● To do: Isolate every line in the data with the string "When" and copy it.

● Data under study:
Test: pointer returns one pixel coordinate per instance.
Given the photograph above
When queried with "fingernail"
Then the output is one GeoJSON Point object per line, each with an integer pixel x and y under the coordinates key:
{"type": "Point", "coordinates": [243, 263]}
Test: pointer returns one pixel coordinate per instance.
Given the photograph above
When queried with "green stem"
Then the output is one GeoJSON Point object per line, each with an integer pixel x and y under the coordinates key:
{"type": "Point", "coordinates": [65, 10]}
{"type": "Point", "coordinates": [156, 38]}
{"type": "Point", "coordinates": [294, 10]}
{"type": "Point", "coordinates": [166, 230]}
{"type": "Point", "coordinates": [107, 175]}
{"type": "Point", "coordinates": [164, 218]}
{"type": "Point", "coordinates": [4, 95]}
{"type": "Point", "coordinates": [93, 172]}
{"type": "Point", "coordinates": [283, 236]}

---

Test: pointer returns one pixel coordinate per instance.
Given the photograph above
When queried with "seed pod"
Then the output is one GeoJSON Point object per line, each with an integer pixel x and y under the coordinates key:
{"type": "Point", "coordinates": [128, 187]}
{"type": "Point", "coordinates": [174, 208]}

* * *

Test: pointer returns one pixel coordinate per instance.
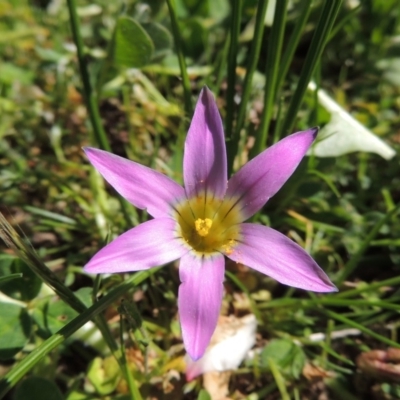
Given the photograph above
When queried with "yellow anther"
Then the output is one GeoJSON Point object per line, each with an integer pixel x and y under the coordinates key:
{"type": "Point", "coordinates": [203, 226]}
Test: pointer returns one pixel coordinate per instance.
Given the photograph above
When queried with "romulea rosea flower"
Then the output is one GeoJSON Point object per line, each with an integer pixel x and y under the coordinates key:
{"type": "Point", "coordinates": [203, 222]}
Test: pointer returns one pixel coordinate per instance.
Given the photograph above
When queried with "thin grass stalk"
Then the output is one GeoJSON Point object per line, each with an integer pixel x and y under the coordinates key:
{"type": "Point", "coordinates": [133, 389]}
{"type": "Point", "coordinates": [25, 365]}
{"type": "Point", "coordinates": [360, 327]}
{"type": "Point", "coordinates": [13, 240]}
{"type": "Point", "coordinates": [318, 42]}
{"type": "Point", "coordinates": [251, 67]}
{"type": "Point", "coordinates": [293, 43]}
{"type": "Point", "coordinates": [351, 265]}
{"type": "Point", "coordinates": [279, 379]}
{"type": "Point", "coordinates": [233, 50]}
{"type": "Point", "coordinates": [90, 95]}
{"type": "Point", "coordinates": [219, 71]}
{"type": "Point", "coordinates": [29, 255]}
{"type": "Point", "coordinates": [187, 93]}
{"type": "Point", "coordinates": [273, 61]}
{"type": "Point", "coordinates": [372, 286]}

● Response:
When queried with "fingernail"
When queried with "green stem"
When queried with "seed pod"
When queried with "yellow anther"
When queried with "romulea rosea flower"
When queried with "thin grass stalk"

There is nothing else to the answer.